(Pointing and labeling entries)
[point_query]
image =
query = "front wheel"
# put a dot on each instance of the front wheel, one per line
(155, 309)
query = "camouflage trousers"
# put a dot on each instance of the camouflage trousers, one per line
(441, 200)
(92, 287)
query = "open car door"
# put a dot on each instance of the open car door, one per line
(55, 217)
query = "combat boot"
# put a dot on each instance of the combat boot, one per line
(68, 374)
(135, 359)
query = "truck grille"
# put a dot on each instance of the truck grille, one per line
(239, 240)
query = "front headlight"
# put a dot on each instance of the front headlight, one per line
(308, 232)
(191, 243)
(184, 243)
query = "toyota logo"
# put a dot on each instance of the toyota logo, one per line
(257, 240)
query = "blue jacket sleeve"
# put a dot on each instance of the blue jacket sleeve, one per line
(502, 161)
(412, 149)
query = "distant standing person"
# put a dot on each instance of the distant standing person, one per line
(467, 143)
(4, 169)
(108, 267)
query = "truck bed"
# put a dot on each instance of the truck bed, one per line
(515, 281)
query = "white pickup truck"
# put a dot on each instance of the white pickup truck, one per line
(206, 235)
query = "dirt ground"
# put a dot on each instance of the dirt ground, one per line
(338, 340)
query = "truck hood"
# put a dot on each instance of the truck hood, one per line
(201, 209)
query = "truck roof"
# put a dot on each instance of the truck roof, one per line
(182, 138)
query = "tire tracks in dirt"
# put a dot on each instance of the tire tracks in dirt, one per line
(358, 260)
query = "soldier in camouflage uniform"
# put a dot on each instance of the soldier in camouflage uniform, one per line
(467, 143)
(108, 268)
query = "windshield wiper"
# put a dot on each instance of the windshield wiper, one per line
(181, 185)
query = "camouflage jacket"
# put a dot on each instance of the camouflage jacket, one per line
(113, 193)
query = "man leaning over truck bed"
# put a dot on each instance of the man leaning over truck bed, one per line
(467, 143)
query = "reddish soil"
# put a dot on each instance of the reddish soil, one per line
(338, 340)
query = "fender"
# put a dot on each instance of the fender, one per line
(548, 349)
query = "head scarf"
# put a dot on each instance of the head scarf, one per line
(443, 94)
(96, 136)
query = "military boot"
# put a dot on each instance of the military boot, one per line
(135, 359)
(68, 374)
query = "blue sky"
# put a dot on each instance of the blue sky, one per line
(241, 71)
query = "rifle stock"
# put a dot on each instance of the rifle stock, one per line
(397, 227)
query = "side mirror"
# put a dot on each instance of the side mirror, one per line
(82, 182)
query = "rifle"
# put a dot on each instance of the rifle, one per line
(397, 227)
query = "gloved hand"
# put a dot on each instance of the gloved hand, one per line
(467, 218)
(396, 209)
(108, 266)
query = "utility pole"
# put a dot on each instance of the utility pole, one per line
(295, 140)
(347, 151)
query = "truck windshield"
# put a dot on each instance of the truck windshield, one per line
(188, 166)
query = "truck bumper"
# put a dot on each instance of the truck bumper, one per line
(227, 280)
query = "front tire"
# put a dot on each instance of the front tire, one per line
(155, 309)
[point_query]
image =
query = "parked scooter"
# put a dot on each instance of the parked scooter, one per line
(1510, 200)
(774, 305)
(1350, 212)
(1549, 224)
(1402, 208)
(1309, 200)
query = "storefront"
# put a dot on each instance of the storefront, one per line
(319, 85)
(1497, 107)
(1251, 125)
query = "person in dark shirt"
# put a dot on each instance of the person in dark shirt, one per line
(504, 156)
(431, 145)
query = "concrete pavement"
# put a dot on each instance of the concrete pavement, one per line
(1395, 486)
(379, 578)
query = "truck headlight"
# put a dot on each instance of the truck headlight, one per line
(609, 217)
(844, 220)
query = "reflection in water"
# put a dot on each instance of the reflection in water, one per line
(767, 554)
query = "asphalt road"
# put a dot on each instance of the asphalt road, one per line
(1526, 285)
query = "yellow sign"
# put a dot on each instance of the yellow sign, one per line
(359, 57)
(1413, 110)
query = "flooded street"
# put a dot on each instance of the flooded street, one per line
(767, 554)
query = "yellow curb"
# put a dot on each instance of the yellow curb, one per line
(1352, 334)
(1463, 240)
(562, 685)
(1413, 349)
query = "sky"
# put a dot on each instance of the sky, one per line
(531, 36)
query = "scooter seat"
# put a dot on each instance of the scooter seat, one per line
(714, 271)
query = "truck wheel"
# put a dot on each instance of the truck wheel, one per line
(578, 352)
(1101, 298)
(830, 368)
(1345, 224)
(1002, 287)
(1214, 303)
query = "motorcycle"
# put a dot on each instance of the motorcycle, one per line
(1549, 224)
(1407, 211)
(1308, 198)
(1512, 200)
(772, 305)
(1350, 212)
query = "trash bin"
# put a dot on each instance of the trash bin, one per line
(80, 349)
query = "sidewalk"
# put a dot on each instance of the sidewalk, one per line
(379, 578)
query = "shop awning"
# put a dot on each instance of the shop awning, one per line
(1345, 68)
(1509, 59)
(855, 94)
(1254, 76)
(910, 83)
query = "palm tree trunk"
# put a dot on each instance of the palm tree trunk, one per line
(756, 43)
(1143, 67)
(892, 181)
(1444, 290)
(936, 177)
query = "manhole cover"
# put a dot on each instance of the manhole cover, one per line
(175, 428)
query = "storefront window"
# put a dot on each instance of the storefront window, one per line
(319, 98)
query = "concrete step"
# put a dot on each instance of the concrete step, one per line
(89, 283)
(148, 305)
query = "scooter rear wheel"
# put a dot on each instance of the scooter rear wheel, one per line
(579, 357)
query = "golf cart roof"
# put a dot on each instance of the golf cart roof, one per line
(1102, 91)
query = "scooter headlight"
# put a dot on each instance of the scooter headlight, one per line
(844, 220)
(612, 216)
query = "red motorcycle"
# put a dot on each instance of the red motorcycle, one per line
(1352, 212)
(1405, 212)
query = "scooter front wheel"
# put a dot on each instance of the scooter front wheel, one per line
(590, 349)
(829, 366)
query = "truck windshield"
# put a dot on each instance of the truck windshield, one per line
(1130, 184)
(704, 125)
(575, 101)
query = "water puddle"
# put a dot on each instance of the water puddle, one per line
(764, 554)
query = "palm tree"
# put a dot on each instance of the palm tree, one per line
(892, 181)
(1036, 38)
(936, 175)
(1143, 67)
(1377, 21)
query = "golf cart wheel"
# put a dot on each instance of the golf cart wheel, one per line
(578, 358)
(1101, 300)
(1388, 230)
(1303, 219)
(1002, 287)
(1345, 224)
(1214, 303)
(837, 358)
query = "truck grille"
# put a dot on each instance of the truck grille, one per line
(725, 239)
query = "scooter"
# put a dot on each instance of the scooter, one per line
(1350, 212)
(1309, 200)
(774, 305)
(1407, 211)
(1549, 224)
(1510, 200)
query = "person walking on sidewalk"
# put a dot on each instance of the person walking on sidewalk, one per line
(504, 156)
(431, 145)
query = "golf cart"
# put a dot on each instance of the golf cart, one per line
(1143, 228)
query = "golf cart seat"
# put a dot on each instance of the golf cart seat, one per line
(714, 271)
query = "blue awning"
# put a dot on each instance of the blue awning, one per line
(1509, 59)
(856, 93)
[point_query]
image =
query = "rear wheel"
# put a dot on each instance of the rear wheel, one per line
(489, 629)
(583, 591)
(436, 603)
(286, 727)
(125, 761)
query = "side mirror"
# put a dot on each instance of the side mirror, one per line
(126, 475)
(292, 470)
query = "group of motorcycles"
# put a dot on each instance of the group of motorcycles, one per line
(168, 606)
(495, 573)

■ The task ■
Copy the material above, line for line.

■ Exercise response ■
[point_query]
image =
query = "front wheel"
# put a dot on each instance of the front wheel, one per line
(155, 309)
query = "camouflage trousers"
# put a dot on each instance of the camouflage trousers, one per line
(441, 200)
(92, 287)
query = "open car door"
# put a dot on each instance of the open car door, one per line
(55, 217)
query = "combat boot"
# put a dot on each instance of the combat boot, one per line
(68, 374)
(135, 359)
query = "truck grille"
# put a dot on each instance of the truck grille, one per line
(239, 240)
query = "front headlight"
# put a dot on each instance of the front headlight, one per line
(308, 232)
(191, 243)
(184, 243)
query = "toyota logo"
# put a dot on each instance of the toyota logo, one per line
(257, 240)
query = "blue jacket sleeve"
# put a dot on each instance of the blue jacket sleeve, one per line
(502, 161)
(412, 149)
query = "distant standing person"
# put a dot on each instance of the distant standing person, one per line
(467, 143)
(4, 169)
(108, 267)
query = "truck bed"
# put a dot on each instance of the truck bed, one per line
(515, 281)
query = "white pickup truck"
# put a dot on each instance of the white pickup truck, one per line
(206, 235)
query = "dirt ground"
# put a dot on each instance of the dirt ground, one per line
(338, 340)
query = "truck hood"
# put a dot on each instance of the truck hood, one per line
(201, 209)
query = "truck roof"
# put a dot on each instance of the truck roof, one per line
(182, 138)
query = "tire tracks in dirt"
# put a dot on each instance of the tire tracks in dirt, one per line
(358, 260)
query = "soldier in camouflage uniform"
# put a dot on each instance of the soldier in camouflage uniform, one per line
(467, 143)
(108, 268)
query = "windshield wiper"
# put a dot on each instance of the windshield wiper, one per line
(181, 185)
query = "camouflage jacket"
# put a dot on each instance of the camouflage jacket, one per line
(113, 193)
query = "man leaning over truck bed"
# put a dot on each instance of the man leaning over truck bed, one per line
(467, 143)
query = "reddish soil"
# put a dot on each instance of the reddish soil, one per line
(338, 340)
query = "fender"
# put a dot on each instance of the fender, one per line
(548, 349)
query = "head scarf"
# put a dot on each instance of the head scarf, one per line
(443, 94)
(96, 136)
query = "military boot"
# put a dot on each instance of the military boot, one per line
(135, 359)
(68, 374)
query = "blue sky"
# put a dot on each instance of the blue sky, one per line
(241, 71)
query = "rifle stock"
# put a dot on each instance of the rifle stock, one per line
(397, 227)
query = "side mirror"
# put a dot on each instance of the side mirror, one per line
(82, 182)
query = "rifle"
# put a dot on each instance of the rifle, one per line
(397, 227)
query = "gloved hand"
# put a dot on each instance of the gloved hand, one per line
(467, 218)
(396, 209)
(108, 266)
query = "utility pole"
# put a dot on each instance of the utility pole, one per line
(295, 140)
(347, 151)
query = "truck windshield"
# put a dot on each instance of the truck windshield, one per line
(188, 166)
query = "truck bumper"
# put a dot on each instance of the truck bumper, one per line
(227, 280)
query = "front tire"
# put a dot on each instance of the front tire, one per line
(155, 309)
[point_query]
image =
query = "parked scooter"
# put a dot on each instance of the parked scooter, one per line
(1510, 200)
(774, 305)
(1350, 212)
(1549, 224)
(1402, 208)
(1309, 200)
query = "storefront"
# put a dot on each instance of the storefront, one per line
(319, 85)
(1497, 107)
(1251, 125)
query = "person in dark shirt"
# put a dot on each instance of the person in dark shirt, one per line
(504, 156)
(431, 145)
query = "concrete pavement"
# put a dot on each instance of the concrete pavement, one per line
(1395, 486)
(379, 578)
query = "truck headlight"
# put a dot on each instance of the truck headlight, one per line
(609, 217)
(844, 220)
query = "reflection in water"
# put a dot on each instance of the reflection in water, one per line
(767, 554)
query = "asphalt road"
# put a dot on each instance of the asphalt road, one per line
(1526, 285)
query = "yellow sign"
# put a dot on each instance of the yellow sign, one per line
(359, 57)
(1413, 110)
query = "flooded street"
# put a dot on each instance of the flooded street, one per line
(767, 554)
query = "yellow curb"
# put a dot on each instance of the yellow curb, one per line
(1352, 334)
(1463, 240)
(562, 685)
(1413, 349)
query = "sky"
# put a dot on each instance of the sky, one per line
(531, 36)
query = "scooter seat"
# put a dot on each instance of the scooter seat, one per line
(714, 271)
query = "truck wheel"
# put a dot on each instance of the truck wheel, one per line
(578, 352)
(1101, 298)
(830, 368)
(1345, 224)
(1002, 287)
(1214, 303)
query = "motorcycle"
# put a dot on each instance of the motorcycle, one per line
(1549, 224)
(1407, 211)
(1308, 198)
(1512, 200)
(772, 305)
(1350, 212)
query = "trash bin"
# put a dot on each instance of the trash bin, one per line
(80, 349)
query = "sidewalk"
# put a dot on each instance of the sidewalk, one per line
(379, 578)
query = "shop awning"
# put a dot on each instance of the shop awning, one per line
(1345, 68)
(1509, 59)
(855, 94)
(1254, 76)
(910, 83)
query = "palm tree trunk"
# put a dot on each instance of the palm tree trunk, one per line
(756, 43)
(1143, 67)
(892, 181)
(1444, 290)
(936, 177)
query = "manhole cover"
# put a dot on each instance of the manhole cover, one per line
(175, 428)
query = "storefront window"
# put a dot on each instance of the storefront window, one per line
(319, 98)
query = "concrete step"
# put a dot on each instance of the concrete step, one per line
(89, 283)
(148, 305)
query = "scooter rear wheel"
# put a dot on each instance of the scooter rear wheel, one per line
(579, 357)
query = "golf cart roof"
# put a dot on each instance of the golf cart roof, one per line
(1102, 91)
query = "scooter headlight"
# put a dot on each instance of the scooter headlight, one per line
(844, 220)
(612, 216)
query = "red motorcycle"
# put a dot on each instance of the red motorcycle, one per line
(1352, 212)
(1405, 212)
query = "scooter front wheel"
# put a dot on each instance of the scooter front wheel, one per line
(590, 349)
(829, 366)
query = "truck windshield"
# put a dot on each instance of the truck windshield, one per line
(1130, 184)
(704, 125)
(575, 101)
query = "water puddle"
# put a dot on each instance of the water puddle, one per line
(764, 554)
query = "palm tree"
# put a dot on each instance of the palm tree, one per line
(892, 181)
(1036, 38)
(936, 175)
(1143, 67)
(1377, 21)
query = "golf cart wheel"
# put a dot on each instance of the golf cart wheel, one per line
(578, 358)
(1101, 300)
(1388, 230)
(1303, 219)
(1002, 287)
(1345, 224)
(1214, 303)
(837, 358)
query = "truck grille"
# put a dot on each instance of the truck grille, one per line
(725, 239)
query = "scooter"
# put a dot on each instance of the scooter, one per line
(1350, 212)
(1309, 200)
(774, 305)
(1407, 211)
(1549, 224)
(1510, 200)
query = "person walking on sidewalk"
# put a dot on each instance of the person walking on sidewalk, one per line
(504, 156)
(431, 145)
query = "golf cart"
# put a dot on each instance of the golf cart, one per line
(1143, 228)
query = "golf cart seat"
# put a dot on each instance of the golf cart seat, one per line
(714, 271)
query = "blue awning"
# put a dot on each instance of the blue awning, one per line
(1509, 59)
(856, 93)
[point_query]
image =
query = "rear wheel"
# put a dot on each instance of the rear wheel, one per line
(489, 629)
(583, 591)
(436, 603)
(286, 727)
(125, 761)
query = "side mirror"
# put a dot on each instance of the side mirror, one per line
(126, 475)
(292, 470)
query = "group of motorcycles"
# put a dot on each instance of the group of motorcycles, one per line
(168, 606)
(495, 573)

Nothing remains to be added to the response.